### WORK INSTRUCTION:
Write out every record below exactly, leaving the pictures out.

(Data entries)
-----
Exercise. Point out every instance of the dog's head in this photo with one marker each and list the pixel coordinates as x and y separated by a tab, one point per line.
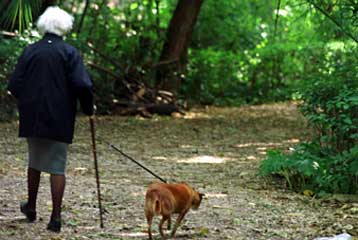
197	200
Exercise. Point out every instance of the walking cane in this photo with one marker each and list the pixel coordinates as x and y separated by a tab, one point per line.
96	168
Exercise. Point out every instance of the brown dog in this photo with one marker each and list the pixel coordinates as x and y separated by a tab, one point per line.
165	199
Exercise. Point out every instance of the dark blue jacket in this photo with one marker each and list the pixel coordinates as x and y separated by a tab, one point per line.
48	79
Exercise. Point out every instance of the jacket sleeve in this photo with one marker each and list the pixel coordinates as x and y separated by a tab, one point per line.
16	80
81	83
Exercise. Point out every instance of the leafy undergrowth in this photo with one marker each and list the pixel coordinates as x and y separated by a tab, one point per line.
217	150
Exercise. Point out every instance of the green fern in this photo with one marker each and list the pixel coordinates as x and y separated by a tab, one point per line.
18	14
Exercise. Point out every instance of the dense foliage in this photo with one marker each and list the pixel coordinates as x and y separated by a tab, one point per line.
328	163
-----
### RESULT FOR THIS EXERCISE:
Exercise. Point out every instance of the dog's head in this photo with one marker each and list the pixel coordinates as x and y separated by a tab, one point per line.
197	200
Exercise. Point out every instance of the walking cane in this photo with one marker each and list the pixel coordinates as x and y separated by a tab, one point per line.
96	168
Exercise. Point out every instance of the brown dog in this photo with one marker each and list the pixel coordinates as x and y separated by a tab, one point per line.
165	199
Exercise. Point out every instance of the dark blue jacket in this photo with one marker each and list the pixel coordinates as x and y separated by a tab, one point per line.
48	79
Exercise. Point out every instance of the jacket sleeve in this photo with one marker each and list the pixel coordinates as x and y separated by a tab, one point per line.
16	80
81	83
Exercise. Point out every instance of the leafy undergrowth in this photo with one marker each and list the pixel coordinates as x and y separated by a tab, one point per line.
217	150
Exercise. Point out every instance of the green fern in this photo with one marker each and list the pixel coordinates as x and y separated by a tab, one point per line.
18	14
Exercise. Point out every instance of the dense foliage in this photo with one marker each and list the pixel coordinates as x and y separated by a tab, one point per line.
328	163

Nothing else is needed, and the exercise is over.